* _Input for this task_

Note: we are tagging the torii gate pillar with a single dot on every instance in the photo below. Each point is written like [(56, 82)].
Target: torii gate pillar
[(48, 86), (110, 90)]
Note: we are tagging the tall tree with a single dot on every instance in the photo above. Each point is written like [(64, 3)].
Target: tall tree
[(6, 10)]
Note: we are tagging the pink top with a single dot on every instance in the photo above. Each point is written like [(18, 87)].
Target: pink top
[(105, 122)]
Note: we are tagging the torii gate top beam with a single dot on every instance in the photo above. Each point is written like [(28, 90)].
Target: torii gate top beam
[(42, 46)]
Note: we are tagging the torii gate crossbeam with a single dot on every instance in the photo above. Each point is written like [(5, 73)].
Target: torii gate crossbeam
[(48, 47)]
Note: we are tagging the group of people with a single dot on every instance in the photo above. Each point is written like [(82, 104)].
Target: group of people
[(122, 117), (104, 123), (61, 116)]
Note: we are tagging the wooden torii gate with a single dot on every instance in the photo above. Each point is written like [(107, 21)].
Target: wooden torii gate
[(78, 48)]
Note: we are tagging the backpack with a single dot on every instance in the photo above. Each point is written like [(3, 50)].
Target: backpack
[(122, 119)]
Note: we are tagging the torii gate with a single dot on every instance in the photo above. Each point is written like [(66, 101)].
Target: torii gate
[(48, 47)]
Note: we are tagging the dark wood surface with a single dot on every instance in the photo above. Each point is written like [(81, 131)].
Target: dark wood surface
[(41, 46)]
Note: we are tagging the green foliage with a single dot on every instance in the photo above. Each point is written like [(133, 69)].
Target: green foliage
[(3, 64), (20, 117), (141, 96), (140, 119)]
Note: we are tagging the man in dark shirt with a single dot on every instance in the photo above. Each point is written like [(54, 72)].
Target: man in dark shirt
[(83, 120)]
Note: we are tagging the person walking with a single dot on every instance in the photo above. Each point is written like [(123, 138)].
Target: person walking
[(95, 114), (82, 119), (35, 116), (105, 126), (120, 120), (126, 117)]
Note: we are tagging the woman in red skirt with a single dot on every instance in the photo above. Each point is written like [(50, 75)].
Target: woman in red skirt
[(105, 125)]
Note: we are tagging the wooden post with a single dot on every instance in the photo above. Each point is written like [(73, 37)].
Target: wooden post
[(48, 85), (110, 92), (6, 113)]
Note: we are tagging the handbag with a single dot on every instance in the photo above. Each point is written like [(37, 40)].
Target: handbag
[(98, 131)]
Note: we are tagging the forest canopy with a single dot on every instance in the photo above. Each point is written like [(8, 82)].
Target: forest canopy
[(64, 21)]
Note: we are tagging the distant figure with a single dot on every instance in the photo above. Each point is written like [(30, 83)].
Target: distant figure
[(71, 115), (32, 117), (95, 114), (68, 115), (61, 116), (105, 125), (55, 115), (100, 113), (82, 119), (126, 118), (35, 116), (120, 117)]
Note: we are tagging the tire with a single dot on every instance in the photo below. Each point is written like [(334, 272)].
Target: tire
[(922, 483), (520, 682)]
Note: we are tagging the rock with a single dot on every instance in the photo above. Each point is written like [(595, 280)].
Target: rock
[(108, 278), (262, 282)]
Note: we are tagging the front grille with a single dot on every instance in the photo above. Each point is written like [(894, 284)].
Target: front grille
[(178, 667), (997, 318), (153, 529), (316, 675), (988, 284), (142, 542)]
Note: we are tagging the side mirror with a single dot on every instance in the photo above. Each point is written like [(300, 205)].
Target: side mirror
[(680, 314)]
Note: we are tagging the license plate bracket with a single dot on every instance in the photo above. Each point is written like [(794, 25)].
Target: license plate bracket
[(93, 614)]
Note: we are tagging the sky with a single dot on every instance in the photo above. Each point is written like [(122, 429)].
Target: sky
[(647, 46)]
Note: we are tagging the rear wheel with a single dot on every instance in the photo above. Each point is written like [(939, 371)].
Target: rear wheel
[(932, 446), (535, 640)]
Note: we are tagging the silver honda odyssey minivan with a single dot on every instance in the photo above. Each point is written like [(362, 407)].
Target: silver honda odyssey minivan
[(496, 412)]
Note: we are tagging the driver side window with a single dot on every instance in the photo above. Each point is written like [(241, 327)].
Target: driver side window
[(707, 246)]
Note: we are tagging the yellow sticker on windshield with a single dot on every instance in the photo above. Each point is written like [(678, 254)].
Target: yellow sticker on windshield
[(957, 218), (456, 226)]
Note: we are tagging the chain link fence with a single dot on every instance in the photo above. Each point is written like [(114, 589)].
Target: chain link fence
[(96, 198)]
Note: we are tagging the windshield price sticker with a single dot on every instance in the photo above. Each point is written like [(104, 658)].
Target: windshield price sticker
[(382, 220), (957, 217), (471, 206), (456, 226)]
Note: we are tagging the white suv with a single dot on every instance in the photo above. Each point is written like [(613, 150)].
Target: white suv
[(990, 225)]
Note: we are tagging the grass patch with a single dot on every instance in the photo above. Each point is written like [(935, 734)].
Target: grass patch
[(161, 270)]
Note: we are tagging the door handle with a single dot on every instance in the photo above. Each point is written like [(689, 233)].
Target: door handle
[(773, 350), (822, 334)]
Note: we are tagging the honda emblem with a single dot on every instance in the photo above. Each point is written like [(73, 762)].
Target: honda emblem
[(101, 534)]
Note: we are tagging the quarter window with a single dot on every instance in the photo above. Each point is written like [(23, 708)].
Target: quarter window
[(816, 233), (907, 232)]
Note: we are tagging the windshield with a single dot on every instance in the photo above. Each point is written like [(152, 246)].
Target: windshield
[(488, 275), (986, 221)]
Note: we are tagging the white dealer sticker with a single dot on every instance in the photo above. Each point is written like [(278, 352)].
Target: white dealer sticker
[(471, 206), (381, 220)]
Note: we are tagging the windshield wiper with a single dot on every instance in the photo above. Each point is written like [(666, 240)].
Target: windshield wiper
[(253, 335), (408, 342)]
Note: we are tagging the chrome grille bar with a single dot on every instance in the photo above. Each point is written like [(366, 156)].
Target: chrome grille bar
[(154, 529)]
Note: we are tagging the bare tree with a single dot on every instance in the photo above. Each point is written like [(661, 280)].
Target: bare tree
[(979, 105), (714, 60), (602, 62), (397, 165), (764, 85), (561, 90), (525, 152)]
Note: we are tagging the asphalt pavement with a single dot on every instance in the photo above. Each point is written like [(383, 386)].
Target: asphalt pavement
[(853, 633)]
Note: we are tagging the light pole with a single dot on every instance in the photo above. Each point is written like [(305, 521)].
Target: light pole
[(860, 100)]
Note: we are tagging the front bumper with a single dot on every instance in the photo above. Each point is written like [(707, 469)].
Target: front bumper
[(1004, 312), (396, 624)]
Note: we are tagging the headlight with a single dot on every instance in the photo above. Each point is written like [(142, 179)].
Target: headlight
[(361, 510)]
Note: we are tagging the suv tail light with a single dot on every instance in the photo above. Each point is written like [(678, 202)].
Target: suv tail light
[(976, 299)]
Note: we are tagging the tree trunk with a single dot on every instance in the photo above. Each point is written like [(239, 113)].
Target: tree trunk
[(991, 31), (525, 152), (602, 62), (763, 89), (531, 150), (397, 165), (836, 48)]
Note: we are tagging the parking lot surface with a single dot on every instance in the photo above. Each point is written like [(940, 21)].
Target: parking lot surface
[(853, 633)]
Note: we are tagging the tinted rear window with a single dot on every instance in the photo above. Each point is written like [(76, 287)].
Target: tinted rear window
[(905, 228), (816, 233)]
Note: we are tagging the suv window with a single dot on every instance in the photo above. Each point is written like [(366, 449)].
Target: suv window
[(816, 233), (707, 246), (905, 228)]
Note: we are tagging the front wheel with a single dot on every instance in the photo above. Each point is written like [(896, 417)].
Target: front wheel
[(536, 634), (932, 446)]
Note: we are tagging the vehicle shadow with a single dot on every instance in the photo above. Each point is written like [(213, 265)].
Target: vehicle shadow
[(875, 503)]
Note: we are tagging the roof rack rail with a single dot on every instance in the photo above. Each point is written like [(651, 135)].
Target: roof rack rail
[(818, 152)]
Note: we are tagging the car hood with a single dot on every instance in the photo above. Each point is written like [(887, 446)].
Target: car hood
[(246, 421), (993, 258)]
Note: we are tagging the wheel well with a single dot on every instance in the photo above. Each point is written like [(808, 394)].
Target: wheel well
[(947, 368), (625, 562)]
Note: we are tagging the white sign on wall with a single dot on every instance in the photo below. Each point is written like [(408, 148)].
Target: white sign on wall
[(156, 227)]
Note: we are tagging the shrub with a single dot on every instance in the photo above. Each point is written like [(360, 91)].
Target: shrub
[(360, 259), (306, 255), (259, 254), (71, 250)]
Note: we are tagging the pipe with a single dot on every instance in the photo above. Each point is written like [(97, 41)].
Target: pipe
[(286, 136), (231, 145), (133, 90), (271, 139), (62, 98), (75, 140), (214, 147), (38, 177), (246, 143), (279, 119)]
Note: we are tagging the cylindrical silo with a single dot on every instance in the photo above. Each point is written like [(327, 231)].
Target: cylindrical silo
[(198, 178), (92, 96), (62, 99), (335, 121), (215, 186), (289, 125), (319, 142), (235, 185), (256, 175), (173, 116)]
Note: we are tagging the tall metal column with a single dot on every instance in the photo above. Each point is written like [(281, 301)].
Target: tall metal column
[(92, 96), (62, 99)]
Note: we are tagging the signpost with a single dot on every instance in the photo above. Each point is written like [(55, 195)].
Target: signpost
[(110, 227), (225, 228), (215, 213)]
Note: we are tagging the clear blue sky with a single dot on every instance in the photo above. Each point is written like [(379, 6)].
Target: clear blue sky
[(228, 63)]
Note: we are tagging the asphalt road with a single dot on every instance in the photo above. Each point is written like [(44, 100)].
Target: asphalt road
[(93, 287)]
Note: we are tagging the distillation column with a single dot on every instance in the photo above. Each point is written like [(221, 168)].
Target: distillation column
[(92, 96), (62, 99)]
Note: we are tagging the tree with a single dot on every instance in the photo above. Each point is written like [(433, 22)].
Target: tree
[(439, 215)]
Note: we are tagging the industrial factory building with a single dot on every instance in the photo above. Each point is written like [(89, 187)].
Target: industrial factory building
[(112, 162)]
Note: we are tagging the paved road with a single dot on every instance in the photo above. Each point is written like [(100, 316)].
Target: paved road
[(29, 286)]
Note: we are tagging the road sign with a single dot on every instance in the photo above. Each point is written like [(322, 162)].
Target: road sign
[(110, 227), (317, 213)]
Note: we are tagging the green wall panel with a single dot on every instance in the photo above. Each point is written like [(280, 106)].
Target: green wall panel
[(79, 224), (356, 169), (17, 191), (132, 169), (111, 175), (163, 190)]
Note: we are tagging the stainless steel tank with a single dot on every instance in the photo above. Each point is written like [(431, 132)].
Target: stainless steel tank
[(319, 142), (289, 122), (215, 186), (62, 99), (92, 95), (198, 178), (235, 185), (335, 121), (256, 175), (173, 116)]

* _Work to complete_
Exactly reproduce the lines beginning with the one that contains "Note: we are tagging the asphalt road" and ending with the last line of the material, both included. Leave out everything else.

* _Exercise solution_
Note: we are tagging the asphalt road with a single dot on every instance in the photo above. Each point is written like [(44, 100)].
Target: asphalt road
[(93, 287)]
Note: we are tagging the distillation column with a single dot on every instance in the photo above. Each point is written like [(221, 168)].
Target: distillation column
[(92, 96), (62, 99)]
Note: we are tagging the tree with a single dot on every instance in the photo above. Each point is written like [(433, 22)].
Target: tree
[(439, 215)]
Note: we are tagging the industrial factory building with a single dot on every instance in the photo above. Each point is written like [(89, 187)].
Target: industrial factory building
[(112, 162)]
Note: we are tagging the paved road with a single dot on every instance in the photo above. Each point is written like [(100, 316)].
Target: paved road
[(29, 286)]
Note: we are tagging the road sign with a single dot on every instance in the photo above. Each point is written like [(322, 162)].
Target: road sign
[(110, 227), (317, 213)]
Note: we are tagging the green wall panel with a single dot on every instance in the photo above. Each point is written like [(280, 106)].
Target: green wall panel
[(79, 224), (356, 169), (17, 191), (132, 169), (111, 175), (163, 190)]
Note: we are tagging the stainless steel tank with a single dot on every instance in the photo above. Each point is written like [(431, 132)].
Target: stainless steel tank
[(319, 142), (289, 122), (215, 186), (62, 99), (92, 95), (198, 178), (235, 185), (335, 121), (256, 175), (173, 116)]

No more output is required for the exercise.